» **Article**:
2. Simulating the data

Let's now simulate a more realistic scenario:

  • List of 30 items.
  • Sample with replacement of random 300 users from a population of 500, with 4 preferences stated from each.
  • Higher sampling bias (P~Beta(2,2)).
  • Slightly less spread item goodness (~Beta(3,3)) and less spread user variation in preference (~Beta(4,4)).
In [4]:
nusers=500
nitems=30
aggregated_preferences=defaultdict(lambda: 0)

def add_preferences(el1,el2):
    global aggregated_preferences
    
    if el1<el2:
        aggregated_preferences[(el1,el2)]+=1
    else:
        aggregated_preferences[(el2,el1)]-=1

np.random.seed(100)
items=[i for i in range(nitems)]
item_probs=np.random.beta(a=2,b=2,size=nitems)
item_probs=item_probs/np.sum(item_probs)
item_goodness=np.random.beta(a=3,b=3,size=nitems)
user_preferences=[np.random.beta(a=4,b=4,size=nitems)*item_goodness for u in range(nusers)]
agg_item_goodness=np.zeros((nitems))
for u in range(nusers):
    agg_item_goodness+=user_preferences[u]

for iteration in range(300):
    chosen_user=np.random.randint(low=0,high=nusers)
    for sample in range(4):
        chosen_items=np.random.choice(items,size=2,replace=False,p=item_probs)
        if chosen_items[0]==chosen_items[1]:
            continue
        goodness_A=user_preferences[chosen_user][chosen_items[0]]
        goodness_B=user_preferences[chosen_user][chosen_items[1]]
        if goodness_A>goodness_B:
            add_preferences(chosen_items[0],chosen_items[1])
        else:
            add_preferences(chosen_items[1],chosen_items[0])
            
print('Theoretical maximum score:',np.sum([np.abs(v) for v in aggregated_preferences.values()]))
print('Number of pairwise preferences observed:',len([v for v in aggregated_preferences.values() if v!=0]))
print('Number of pairs in the list:',int(nitems*(nitems-1)/2))
Theoretical maximum score: 812
Number of pairwise preferences observed: 324
Number of pairs in the list: 435

3. Algorithms

The example above with only 6 items found the best ordering by evaluating all the possible permutations of those 6 items, but such a brute-force search of all the orderings becomes infeasible when there are more than a dozen items (there are items! (factorial) possible orderings, so for example for 50 items there are 50!=3x10^64 different orderings).

As such, this larger 30-element list will be ranked with discrete optimization algorithms based on local search, by swapping two items at a time within a list, starting with a random order. In addition, I also implemented two algorithms from some papers: KwikSort and Greedy-Order – the second one being perhaps the most straightforward heuristic; and two other common techniques: PageRank (the original algorithm used by Google for helping to rank web pages) and a convex relaxation of the problem with l1 penalty using a black-box SDP solver, by taking the difference between scores between two items plus a margin.

» **Work required**: Extend the article on ranking items from pairwise preferences, starting right after its final sentence.

» **Data excerpt**:
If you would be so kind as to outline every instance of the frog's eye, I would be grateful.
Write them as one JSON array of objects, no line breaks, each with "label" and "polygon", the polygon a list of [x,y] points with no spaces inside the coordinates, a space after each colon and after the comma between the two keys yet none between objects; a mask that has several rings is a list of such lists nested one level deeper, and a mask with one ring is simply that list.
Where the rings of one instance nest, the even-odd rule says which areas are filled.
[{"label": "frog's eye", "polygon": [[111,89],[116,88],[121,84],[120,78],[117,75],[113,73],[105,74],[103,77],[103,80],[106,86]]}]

» **Written reply**:
While evaluating the score of an ordering requires checking the table of aggregated preferences for every pair in the list (of which there are items x (items-1)/2), it’s also possible to look for only the net effect that one particular pair of items has when they occupy their current position in the list, which implies checking only the preferences that involve this pair of items when they are at their current positions (which only implies (items -1) + (items -2) relationships).


Min-conflict (complexity O(items^3)):

While it’s possible to improve the score
    For each pair of items in the list:
        Check the effect on score of having it as it is vs. reversed
    Swap the pair that brought the highest score improvement
    Repeat


Random swaps (complexity O(items x iterations x repetitions + repetitions x items^2)):

Repeat r times:
    Repeat n times:
        Pick a random pair of items
            Check the effect on score of having it as it is vs. reversed        
            Swap them if it improves the score
    Calculate the score of the obtained ordering
    If it's the highest score seen so far, save this ordering
Output the ordering with the highest score seen


Metropolis-Hastings swaping (complexity O(items x iterations)):

Repeat n times:
    Pick a random pair of items   
        Check the effect on score of having it as it is vs. reversed       
        If swapping them improves the score:        
            Swap them          
            Update the score estimate           
            If it's the highest score ever seen, save this ordering            
        Else:        
            Swap them with a small probability inversely proportional to the score decrease            
            Update score estimate if they were swaped           
Output the ordering with the highest score seen

In addition, I also implemented two algorithms from some papers: Kwik-Sort and Greedy-Order


3.1 Implementing the algorithms

In [5]:
#Helpful functions
import random, cvxpy as cvx

#Calculating score for a given order
def list_score(ordering,prefs):
    score=0
    cnt=len(ordering)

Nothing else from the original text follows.